====== Quoted text ======

Traverse City Record-Eagle

Columns

November 15, 2008

Dave Richey: Weather's effects on winter deer

My late father, bless his soul, always had a problem understanding why I would head out to hunt deer, especially when the skies opened up and dumped a bunch of rain or snow on his No. 1 son.

"It's stupid," he'd say, "to go out into a bad storm or foul weather just to hunt deer. Why not stay inside where it's warm and dry, and not get sick. It's a wonder all the deer don't die of exposure."

Dad simply didn't understand deer. And his lack of understanding came back to me a few days ago when someone told me it was stupid to hunt deer in bad weather. I wouldn't say it to my father but did tell the other person that "it's my kind of stupid. You don't have to do it, but I enjoy hunting in nasty weather."

The more people have talked about the crummy weather, and the rain of last week, the more I think about how if affects whitetail deer. Many people, who live indoors, always wonder about deer. A common comment is: "It's raining outside. The deer won't move."

They relate to how they wouldn't want to be wandering around outdoors in the rain. They seem to forget that deer live outdoors, day after day, during their entire life. They learn to cope with bad weather or die. For them, there is no choice but to learn to live with bad weather.

Now, for you and me, a bone-numbing rain would make us wet and irritable, and possibly sick if we stayed out too long and got too cold and too wet. Well, how about the deer? How does it affect them when wet and sloppy rain or snow falls, when the temperature rapidly drops, and when strong winds blow.

I've watched deer stand for long periods of time in the rain. I've seen big bucks stand without moving a muscle while two or three inches of wet snow pile up on their back. They've seen or heard something that caught their attention, and are trying to decide what it is. They won't move until they decide if it is safe to start moving again.

======

> **Goal 1**:
Return every line of the entries below that contains the word "jersey".

====== Supplied entries ======

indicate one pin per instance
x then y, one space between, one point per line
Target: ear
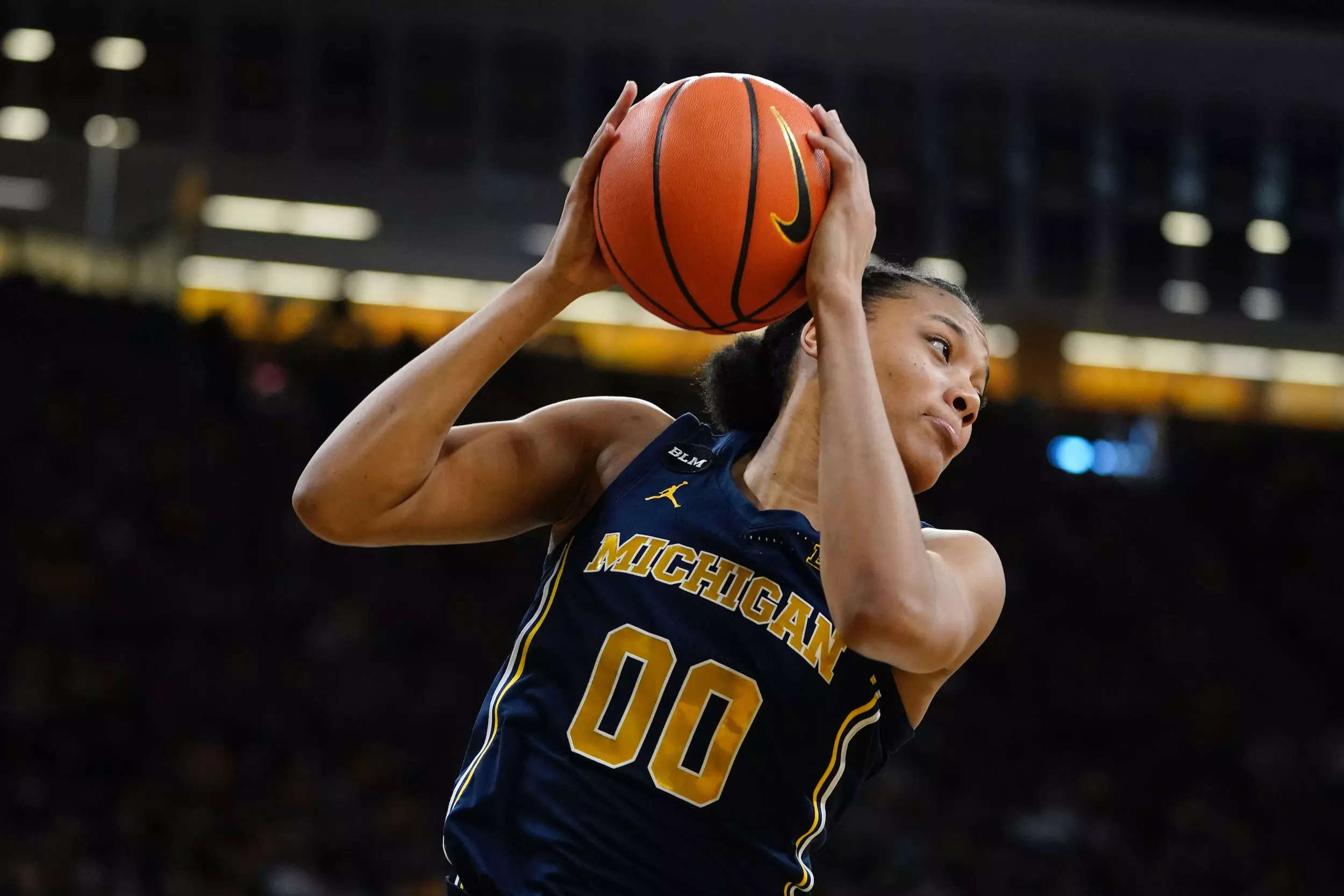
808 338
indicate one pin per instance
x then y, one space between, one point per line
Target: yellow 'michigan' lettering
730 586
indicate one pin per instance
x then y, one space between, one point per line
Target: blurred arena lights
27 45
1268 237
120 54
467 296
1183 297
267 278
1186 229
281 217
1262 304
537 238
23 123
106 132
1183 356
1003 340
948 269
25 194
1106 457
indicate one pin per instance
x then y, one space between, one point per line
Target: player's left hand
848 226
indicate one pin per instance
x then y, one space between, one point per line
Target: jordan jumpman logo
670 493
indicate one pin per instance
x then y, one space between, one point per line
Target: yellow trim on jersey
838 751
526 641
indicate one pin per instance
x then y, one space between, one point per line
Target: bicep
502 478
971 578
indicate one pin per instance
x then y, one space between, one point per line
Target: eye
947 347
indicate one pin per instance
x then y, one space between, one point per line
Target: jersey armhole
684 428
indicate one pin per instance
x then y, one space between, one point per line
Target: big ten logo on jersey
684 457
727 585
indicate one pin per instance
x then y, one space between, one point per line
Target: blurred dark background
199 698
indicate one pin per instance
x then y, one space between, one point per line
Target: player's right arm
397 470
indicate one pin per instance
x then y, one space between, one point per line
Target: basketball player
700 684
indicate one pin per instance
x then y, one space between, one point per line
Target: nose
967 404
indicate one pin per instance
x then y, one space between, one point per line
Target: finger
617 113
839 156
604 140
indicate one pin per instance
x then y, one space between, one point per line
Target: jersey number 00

======

> **Goal 2**:
According to the column on weather and winter deer, what three conditions would a bone-numbing rain leave people in?

> **Result 1**:
Target: yellow trim on jersey
Target: jersey armhole
Target: big ten logo on jersey
Target: jersey number 00

> **Result 2**:
Wet, irritable, and possibly sick.